> **Exercise requirements**:
A) List the major types of spray equipment in use today, as named in the text on spray equipment below.
B) Using the text on spray equipment below, answer these questions:
(i) What percentage of the plants have conveyors?
(ii) How much of the paint purchased can conventional air-spray guns waste?
(iii) To what pressure does the airless paint gun pressurize paint?

> **Text excerpt**:
+++

Is some or all of your painting done on conveyors?
57% of the plants have conveyors. This is another
question related to the sizes of installations.
Spraying, TE and VOCs
Most of the alternatives to conventional air spray guns would never
have been invented had it not been for the relatively poor transfer
efficiency of air-atomize spray. Two of the most common replacements
electrostatic application and airless spray were commercialized long
before the advent of the Environmental Protection Authority (EPA). The
driving force was to reduce overspray (and cost of paint). There was
certainly room for improvement, since conventional air-spray guns can
waste 60-80 pct of the paint purchased.
The major types of spray equipment in use today are as follows:
- Conventional Air-Atomize Guns
- Airless and Air-Assisted Airless Guns
- High-Volume, Low-Pressure Spray Equipment
- Electrostatic Spray Equipment
- Plural-Component Spray Equipment
Conventional Air-Atomize Spray Guns
These are "conventional" because they have been around since the early
part of this century. They were widely used before any of the others.
Basically they emit a stream of paint from a small opening in a fluid
nozzle. The paint is broken up into tiny droplets by compressed air
emerging from jets adjacent to the fluid nozzle. Relatively high air
pressures at low volumes will quickly atomize large amounts of paint.
Despite their tendency to spray more paint on booth filters than onto
parts, they remain an important tool in most painting facilities. Why?
Because they are so versatile. They can spray a class A finish at high
speeds on almost any surface that needs to be painted. So even if you have
one of the more efficient types of spray apparatus, you probably still
need a few conventional air-atomize spray guns to do what the more
advanced equipment will not.
Advantages
- In the hands of a skilled operator, produces smooth, reflective
finishes.
- Can be used to coat almost any shape. Using a variety of fluid and
air nozzles, an operator can spray narrow bands or wide fan patterns.
- Can apply paint at high production rates on parts hanging from
fast-moving conveyors.
- Are "user friendly." Most spray painters are experienced in using
them.
Disadvantages
- Very poor transfer efficiency. Wastes paint, increases cleanup
costs, emits more VOCs.
Airless Spray Guns
When you think of airless spray, think of a garden hose. It sprays
water under high pressure through a nozzle. When the water emerges from
the nozzle its velocity causes the stream to disintegrate into droplets as
it encounters resistance from the atmosphere. The airless paint gun is
similar in that it pressurizes paint to 900-1200 psi (or higher) and
forces it through a nozzle. Unlike conventional air spray, there are no
jets of atomizing air to break up the paint and propel it to the surface.

+++

> **Dataset content**:
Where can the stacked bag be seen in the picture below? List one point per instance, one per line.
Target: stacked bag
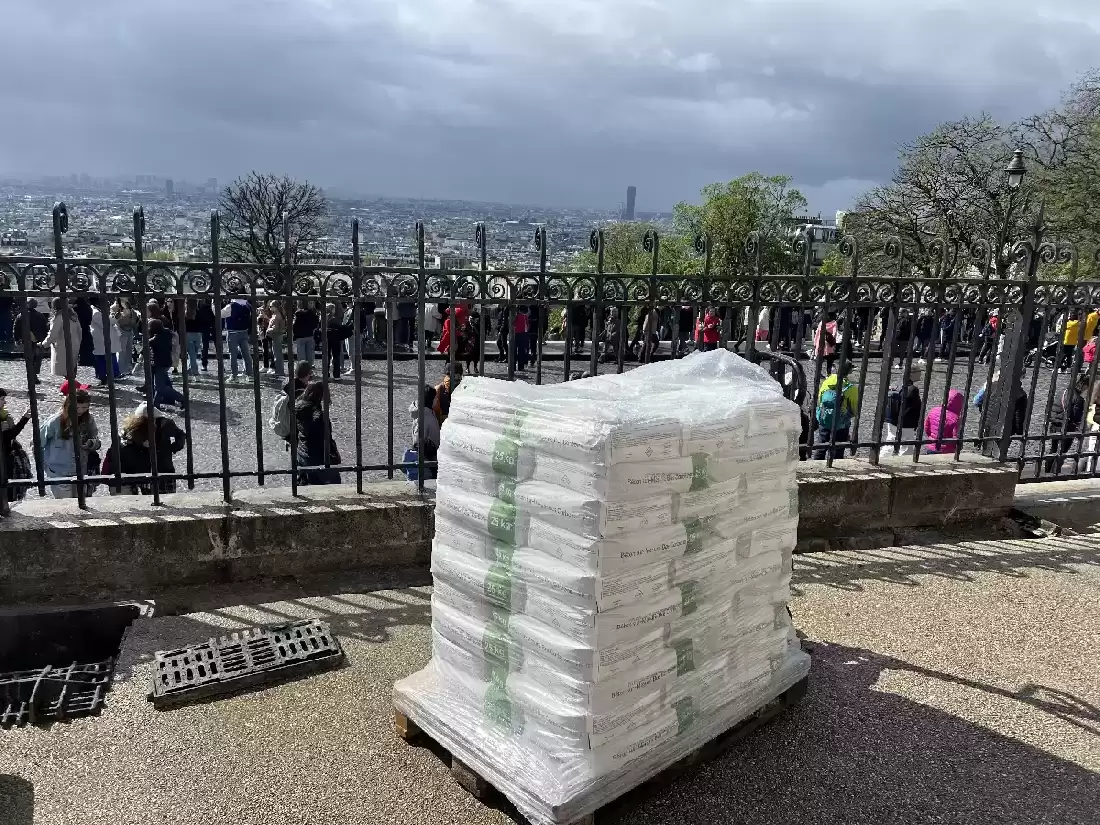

+++

> **Solutions in order**:
A)
- Conventional Air-Atomize Guns
- Airless and Air-Assisted Airless Guns
- High-Volume, Low-Pressure Spray Equipment
- Electrostatic Spray Equipment
- Plural-Component Spray Equipment

B)
(i) 57%
(ii) 60-80 percent
(iii) 900-1200 psi or higher